▶ [Text segment]:
....................

I had an interesting conversation the other day about failure of the APICs within an ACI fabric. This particular customer had been burned by another vendor’s fabric solution with regards to failure or upgrade scenarios. I mentioned that the APICs could all blow up and the data plane of the fabric would keep chugging along. This customer said, “I want to see it. I want to pull the power to the controllers and see it.”
I realized that I had been saying this scenario was possible for a while now, but I had never explicitly tested it. I figured I had better ensure this behavior before I have my customer come out and pull the plug on my APICs.
Here is the setup. I have two EPGs on either side of an F5 LTM. This LTM is doing a simple round robin load balancing of some apache web servers. In my test, I am pinging the virtual server on the LTM. I also tested that I could get to the web pages served by the pool defined in the LTM.
I am advertising the bridge domain subnet (10.207.141.0/24) associated with F5 Outside EPG via an L3 Out.
Starting a ping to all three controllers and the VS on the LTM appliance (10.207.141.100). I can ping all four addresses. I can also access web pages from servers in the Web EPG that are load balanced by the LTM.
I logged into the CIMC of all three controllers and did a reboot. At this point I lost pings to all three controllers as expected. I did, however, keep my pings to the VS and I was still able to access web pages.
Now I have proof that the APIC failures do not affect data plane traffic. I can rest easy the next time a customer questions that statement.

....................

▶ [Dataset]:
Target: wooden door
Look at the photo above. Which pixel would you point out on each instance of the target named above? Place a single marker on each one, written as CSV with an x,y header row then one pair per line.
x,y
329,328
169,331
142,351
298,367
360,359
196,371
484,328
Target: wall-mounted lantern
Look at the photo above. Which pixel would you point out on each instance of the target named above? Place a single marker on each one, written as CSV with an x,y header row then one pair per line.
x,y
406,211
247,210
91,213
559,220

....................

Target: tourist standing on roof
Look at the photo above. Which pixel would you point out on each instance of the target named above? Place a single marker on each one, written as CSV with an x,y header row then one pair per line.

....................

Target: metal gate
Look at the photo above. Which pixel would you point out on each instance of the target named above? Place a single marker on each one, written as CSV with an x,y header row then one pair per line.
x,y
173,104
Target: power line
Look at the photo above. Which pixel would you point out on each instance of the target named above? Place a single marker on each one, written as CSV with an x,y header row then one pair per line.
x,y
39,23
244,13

....................

▶ [Exercises]:
**A.** How would you translate this sentence from the APIC test post into Spanish: "At this point I lost pings to all three controllers as expected."
**B.** Do these statements agree with the APIC test post? Answer yes or no for each and quote the deciding words.
(i) The LTM balances the apache web servers using round robin.
(ii) The controllers were rebooted through their CIMC.
(iii) After the reboot, pings to the virtual server stopped.
**C.** Transcribe the portion of the APIC test post between "I logged into" and "questions that statement.", inclusive.
Answer from the APIC test post alone, not the listing.

▶ [Response list]:
**A.** En ese momento perdí los pings a los tres controladores, como era de esperar.

**B.**
(i) Yes: "This LTM is doing a simple round robin load balancing of some apache web servers."
(ii) Yes: "I logged into the CIMC of all three controllers and did a reboot."
(iii) No: "I did, however, keep my pings to the VS and I was still able to access web pages."

**C.**
I logged into the CIMC of all three controllers and did a reboot. At this point I lost pings to all three controllers as expected. I did, however, keep my pings to the VS and I was still able to access web pages.
Now I have proof that the APIC failures do not affect data plane traffic. I can rest easy the next time a customer questions that statement.